* _DOCUMENT PASSAGE_:
— START —
We’re not just getting another rate hike from the Fed this week. We’ll also get them from the ECB (50 bps expected), BoE (50bps), SNB (50 bps), the Norges Bank (25 bps) and central banks in Taiwan (.125%), Philippines (50 bps), Mexico (50 bps)and Columbia (100 bps).
At the same time we debate where private real estate entities should mark their portfolios each month, I read in Barron’s over the weekend data from Forge Global “which runs a marketplace for secondary trading of shares in pre-public venture backed companies.” According to the Forge CEO Kelly Rodriques, “in the first two months of the fourth quarter, the average transaction on the platform has been done at about a 50% discount to the last fund-raising round.” Being private doesn’t insulate one’s portfolio from reality.
What to do with all those new homes you’re building and your potential customer base of families that would live there are now challenged by affordability? Sell them to investors who are in the single family rental business. On Friday Bloomberg reported that “Lennar is offering to sell thousands of homes to rental landlords at a time when sales to everyday buyers have slumped.” The article went on to say, “Lennar is circulating lists of properties to potential acquirers, according to people familiar with the matter, who asked not to be named because the process is private. Many of the properties are located in the Southwest and Southeast, the people said, with the builder giving landlords the chance to acquire entire subdivisions in some cases.” I guess that’s a way to clear out excess inventory.
— END —
* _EXTRACTED ENTRIES_:
— START —
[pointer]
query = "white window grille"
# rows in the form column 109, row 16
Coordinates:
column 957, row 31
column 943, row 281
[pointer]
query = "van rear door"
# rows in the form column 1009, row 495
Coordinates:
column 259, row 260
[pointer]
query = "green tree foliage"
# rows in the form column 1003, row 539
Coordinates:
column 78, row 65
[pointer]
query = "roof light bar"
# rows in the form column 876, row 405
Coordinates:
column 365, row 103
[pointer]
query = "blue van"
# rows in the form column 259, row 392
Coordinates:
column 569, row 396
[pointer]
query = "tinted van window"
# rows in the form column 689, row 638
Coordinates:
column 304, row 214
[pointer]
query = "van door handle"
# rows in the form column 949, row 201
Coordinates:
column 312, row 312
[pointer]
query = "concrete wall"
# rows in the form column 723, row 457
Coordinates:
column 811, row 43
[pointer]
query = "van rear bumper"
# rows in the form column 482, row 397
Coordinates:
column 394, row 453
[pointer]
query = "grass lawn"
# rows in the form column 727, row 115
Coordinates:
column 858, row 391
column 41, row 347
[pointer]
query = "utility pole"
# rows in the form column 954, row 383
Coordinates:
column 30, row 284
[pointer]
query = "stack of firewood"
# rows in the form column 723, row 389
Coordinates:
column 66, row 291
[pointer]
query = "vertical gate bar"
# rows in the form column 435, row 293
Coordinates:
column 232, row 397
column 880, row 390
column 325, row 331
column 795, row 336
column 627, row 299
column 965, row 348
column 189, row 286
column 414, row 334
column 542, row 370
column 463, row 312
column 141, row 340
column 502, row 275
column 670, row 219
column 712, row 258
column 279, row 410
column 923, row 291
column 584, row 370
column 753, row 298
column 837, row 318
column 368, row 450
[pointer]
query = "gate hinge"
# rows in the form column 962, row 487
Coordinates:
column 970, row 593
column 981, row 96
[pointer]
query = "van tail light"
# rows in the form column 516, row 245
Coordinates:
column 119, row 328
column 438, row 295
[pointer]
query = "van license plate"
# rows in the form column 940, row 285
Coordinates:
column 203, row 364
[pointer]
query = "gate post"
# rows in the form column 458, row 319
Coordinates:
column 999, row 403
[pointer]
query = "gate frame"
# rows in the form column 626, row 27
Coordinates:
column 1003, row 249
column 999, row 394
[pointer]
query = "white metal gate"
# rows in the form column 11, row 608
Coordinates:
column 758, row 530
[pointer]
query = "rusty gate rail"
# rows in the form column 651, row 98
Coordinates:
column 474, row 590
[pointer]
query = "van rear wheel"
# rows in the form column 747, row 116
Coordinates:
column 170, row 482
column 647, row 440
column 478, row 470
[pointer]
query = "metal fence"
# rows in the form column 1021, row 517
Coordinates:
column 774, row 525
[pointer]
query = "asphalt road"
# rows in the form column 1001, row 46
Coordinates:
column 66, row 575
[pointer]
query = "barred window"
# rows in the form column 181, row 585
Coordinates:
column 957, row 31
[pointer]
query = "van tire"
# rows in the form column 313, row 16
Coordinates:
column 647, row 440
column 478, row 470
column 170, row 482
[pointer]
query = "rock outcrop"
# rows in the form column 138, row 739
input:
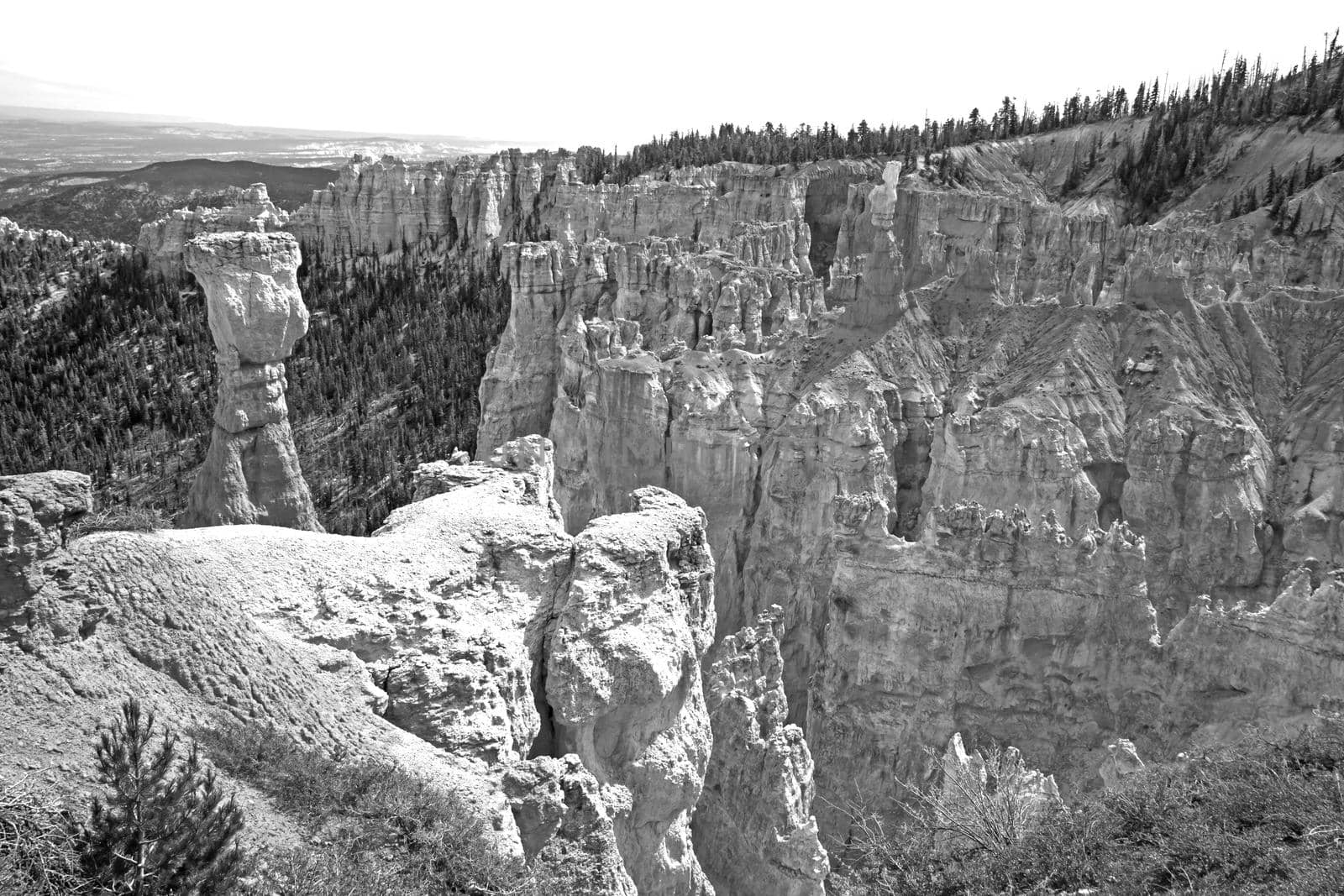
— END —
* _WORK TO COMPLETE_:
A. In the market commentary, retype everything from "What to do with" down to "out excess inventory.".
B. Answer these from the market commentary, one per line:
(i) What size of rate hike is expected from the SNB?
(ii) According to Kelly Rodriques, at about what discount to the last fund-raising round was the average transaction on the Forge platform done in the first two months of the fourth quarter?
(iii) In which regions are many of the properties Lennar is circulating located?
C. Write the next part of the market commentary, picking up after its last sentence.

* _THE RESULTS_:
A.
What to do with all those new homes you’re building and your potential customer base of families that would live there are now challenged by affordability? Sell them to investors who are in the single family rental business. On Friday Bloomberg reported that “Lennar is offering to sell thousands of homes to rental landlords at a time when sales to everyday buyers have slumped.” The article went on to say, “Lennar is circulating lists of properties to potential acquirers, according to people familiar with the matter, who asked not to be named because the process is private. Many of the properties are located in the Southwest and Southeast, the people said, with the builder giving landlords the chance to acquire entire subdivisions in some cases.” I guess that’s a way to clear out excess inventory.

B.
(i) 50 bps
(ii) About 50%
(iii) The Southwest and Southeast

C.
As of Q3, the US homeownership rate was 66%. It hovered around 64% in the ten years leading into 1995 and then took off, reaching a peak of 69.2% in June 2004 as the housing bubble really start to inflate. It bottomed at 62.9% in the implosion aftermath in 2016. The average going back to 1965 is 65.3%. I have to assume we might be on the cusp of heading back to that 64% level in coming quarters.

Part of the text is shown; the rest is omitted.